▶ [What you are asked to do] Return, word for word, the lines of the listing below from the line containing "Each returned marker MUST sit on an instance of the short" up to and including the line containing "[[335, 213], [27, 219]]".

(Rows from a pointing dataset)
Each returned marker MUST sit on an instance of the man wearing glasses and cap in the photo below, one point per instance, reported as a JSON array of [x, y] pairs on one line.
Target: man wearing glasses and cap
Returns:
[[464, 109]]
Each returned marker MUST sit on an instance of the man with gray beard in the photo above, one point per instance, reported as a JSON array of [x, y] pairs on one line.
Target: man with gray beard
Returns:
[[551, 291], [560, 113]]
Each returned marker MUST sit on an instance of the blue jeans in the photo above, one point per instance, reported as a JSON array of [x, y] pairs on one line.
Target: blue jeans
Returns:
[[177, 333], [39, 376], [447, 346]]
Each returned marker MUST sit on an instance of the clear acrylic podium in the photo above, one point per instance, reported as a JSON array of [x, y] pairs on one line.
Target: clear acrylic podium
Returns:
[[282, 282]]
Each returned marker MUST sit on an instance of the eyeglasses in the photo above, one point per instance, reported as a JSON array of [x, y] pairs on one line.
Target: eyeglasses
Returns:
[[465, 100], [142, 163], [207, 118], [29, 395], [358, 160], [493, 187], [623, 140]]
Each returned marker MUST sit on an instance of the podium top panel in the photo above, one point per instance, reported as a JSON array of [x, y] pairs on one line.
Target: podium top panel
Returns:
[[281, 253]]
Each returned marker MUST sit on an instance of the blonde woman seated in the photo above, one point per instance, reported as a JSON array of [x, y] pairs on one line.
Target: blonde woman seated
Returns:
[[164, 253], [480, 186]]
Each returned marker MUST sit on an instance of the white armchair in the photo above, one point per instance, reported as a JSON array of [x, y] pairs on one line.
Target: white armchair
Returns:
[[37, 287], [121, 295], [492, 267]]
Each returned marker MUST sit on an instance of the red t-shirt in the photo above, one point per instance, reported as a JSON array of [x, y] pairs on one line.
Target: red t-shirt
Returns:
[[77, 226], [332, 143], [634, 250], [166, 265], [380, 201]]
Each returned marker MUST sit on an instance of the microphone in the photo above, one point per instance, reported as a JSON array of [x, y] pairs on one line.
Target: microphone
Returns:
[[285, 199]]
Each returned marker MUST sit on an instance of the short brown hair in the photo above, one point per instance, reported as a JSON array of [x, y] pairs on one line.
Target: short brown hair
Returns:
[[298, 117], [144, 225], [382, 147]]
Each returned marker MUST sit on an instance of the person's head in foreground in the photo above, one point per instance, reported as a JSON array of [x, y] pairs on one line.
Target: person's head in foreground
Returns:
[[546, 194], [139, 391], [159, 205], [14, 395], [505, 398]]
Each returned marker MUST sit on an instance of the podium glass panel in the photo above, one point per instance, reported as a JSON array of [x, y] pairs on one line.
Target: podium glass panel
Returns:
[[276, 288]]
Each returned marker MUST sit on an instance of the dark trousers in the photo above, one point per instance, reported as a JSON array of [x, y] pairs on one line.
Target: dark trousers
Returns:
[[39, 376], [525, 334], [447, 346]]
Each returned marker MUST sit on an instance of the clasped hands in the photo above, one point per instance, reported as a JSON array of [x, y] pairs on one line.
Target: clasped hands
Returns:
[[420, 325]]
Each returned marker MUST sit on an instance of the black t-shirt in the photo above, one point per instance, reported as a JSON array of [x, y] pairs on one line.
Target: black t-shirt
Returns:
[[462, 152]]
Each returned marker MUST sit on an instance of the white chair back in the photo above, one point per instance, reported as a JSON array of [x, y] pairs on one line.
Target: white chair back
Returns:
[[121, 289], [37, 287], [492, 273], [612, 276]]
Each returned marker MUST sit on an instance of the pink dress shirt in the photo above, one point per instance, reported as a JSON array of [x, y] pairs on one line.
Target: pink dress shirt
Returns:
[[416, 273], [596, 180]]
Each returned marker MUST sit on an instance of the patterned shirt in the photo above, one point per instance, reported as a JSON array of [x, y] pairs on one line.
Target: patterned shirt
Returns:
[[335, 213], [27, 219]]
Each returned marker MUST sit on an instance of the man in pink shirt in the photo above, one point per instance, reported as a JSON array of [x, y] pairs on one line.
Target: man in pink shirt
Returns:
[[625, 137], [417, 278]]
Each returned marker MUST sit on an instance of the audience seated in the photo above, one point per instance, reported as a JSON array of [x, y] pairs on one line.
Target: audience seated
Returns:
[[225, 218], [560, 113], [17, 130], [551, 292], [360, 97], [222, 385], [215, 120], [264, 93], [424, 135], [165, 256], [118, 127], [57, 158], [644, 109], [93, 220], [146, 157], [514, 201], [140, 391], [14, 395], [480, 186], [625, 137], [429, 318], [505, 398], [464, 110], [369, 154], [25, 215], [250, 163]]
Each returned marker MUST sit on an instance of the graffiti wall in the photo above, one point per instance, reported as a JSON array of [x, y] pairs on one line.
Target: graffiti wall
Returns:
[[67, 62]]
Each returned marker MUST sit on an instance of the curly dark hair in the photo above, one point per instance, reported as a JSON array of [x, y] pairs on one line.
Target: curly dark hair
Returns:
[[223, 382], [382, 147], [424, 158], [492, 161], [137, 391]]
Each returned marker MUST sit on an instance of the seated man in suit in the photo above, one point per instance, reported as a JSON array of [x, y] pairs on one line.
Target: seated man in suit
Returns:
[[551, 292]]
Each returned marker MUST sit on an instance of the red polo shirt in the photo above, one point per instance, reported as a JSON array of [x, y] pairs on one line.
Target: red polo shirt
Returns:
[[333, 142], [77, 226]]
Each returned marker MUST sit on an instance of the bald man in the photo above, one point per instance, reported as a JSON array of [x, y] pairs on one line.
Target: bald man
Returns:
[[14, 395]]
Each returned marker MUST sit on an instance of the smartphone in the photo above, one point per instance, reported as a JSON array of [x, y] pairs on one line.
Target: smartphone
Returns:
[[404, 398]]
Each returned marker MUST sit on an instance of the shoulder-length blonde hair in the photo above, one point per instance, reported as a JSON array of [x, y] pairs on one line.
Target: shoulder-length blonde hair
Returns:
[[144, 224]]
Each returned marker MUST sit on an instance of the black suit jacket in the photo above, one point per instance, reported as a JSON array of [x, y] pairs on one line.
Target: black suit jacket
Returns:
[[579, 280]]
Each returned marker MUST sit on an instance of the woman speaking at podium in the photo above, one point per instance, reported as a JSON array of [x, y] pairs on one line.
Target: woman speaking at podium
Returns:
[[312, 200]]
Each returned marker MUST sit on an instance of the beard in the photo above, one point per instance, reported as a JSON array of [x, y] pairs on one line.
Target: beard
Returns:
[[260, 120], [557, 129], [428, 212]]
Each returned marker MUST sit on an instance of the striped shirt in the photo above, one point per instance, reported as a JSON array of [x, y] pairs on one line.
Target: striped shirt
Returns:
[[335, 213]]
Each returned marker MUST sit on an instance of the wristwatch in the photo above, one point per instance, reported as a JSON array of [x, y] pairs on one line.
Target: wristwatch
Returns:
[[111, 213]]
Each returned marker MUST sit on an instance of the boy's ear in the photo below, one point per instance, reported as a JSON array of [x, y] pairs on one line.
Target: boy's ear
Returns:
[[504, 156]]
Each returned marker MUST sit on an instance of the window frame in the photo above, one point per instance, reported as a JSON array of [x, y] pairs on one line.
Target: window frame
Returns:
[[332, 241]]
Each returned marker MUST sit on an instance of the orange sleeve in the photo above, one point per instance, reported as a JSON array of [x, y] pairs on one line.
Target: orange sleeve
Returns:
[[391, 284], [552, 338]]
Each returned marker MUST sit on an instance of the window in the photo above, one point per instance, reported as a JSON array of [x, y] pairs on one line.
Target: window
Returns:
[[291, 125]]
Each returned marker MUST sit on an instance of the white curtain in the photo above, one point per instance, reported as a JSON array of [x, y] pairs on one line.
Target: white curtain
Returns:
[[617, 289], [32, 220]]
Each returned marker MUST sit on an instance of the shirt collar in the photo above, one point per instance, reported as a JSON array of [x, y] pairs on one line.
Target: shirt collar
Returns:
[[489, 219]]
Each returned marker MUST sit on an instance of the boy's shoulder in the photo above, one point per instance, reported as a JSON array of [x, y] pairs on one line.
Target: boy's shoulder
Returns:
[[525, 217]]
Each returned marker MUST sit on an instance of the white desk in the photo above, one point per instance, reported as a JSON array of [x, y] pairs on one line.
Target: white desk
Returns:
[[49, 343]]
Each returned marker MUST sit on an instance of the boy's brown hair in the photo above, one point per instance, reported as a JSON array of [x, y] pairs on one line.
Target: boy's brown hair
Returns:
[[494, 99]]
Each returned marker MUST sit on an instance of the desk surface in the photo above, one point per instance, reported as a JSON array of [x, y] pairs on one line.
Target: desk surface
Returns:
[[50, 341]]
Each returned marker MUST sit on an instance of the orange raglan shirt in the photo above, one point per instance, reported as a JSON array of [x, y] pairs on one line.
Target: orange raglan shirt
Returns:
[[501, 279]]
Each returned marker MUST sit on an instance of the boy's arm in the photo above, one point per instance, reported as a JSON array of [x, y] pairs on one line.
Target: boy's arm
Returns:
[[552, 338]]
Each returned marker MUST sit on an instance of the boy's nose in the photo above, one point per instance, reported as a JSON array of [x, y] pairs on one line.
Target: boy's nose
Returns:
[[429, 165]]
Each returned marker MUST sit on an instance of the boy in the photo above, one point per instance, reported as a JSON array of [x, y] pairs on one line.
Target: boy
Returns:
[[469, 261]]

▶ [The response]
Each returned marker MUST sit on an instance of the short brown hair in the photo above, one point per instance, reported as a JSON array of [x, y] pairs on one line.
Target: short brown hair
Returns:
[[298, 117], [144, 225], [382, 147]]
Each returned marker MUST sit on an instance of the person's head in foreground in the photo above, one point per instance, reported as a JSON array of [x, y] pairs on one line.
Target: person's head in foreground
Returns:
[[546, 194], [139, 391], [159, 205], [14, 395], [505, 398]]
Each returned marker MUST sit on an instance of the podium glass panel in the photo above, one point per instance, reported as a JSON array of [x, y] pairs on one line.
Target: podium glass panel
Returns:
[[276, 288]]
Each returned marker MUST sit on an instance of the dark trousers in the photo above, one point per instance, reported as a JSON array of [x, y] pairs on one line.
Target: dark trousers
Returns:
[[39, 376], [525, 334], [447, 346]]
Each returned marker MUST sit on an instance of the clasped hands in the photo above, one point per instance, reported as a JSON array of [x, y] pairs on one line.
Target: clasped hands
Returns:
[[420, 325]]
Each returned marker MUST sit on an instance of the black t-shirt in the photo above, one point per instance, reported as a JSON array of [x, y] pairs on one line.
Target: black t-shirt
Returns:
[[462, 152]]
Each returned marker MUST sit on an instance of the white chair back in the photo above, one point per instance, reported as a JSON array of [x, y] pairs on one line.
Target: white chair back
Returns:
[[121, 289], [37, 287], [492, 273], [612, 276]]
Each returned marker MUST sit on an instance of the pink dress shirt in the photo above, one point per instance, reported as a JSON array of [x, y] pairs on one line.
Target: pink dress shirt
Returns:
[[416, 273], [596, 180]]
Each returned marker MUST sit on an instance of the patterned shirt in the photo above, one point per instance, reported as a JSON array of [x, y] pairs on one line.
Target: patterned shirt
Returns:
[[335, 213], [27, 219]]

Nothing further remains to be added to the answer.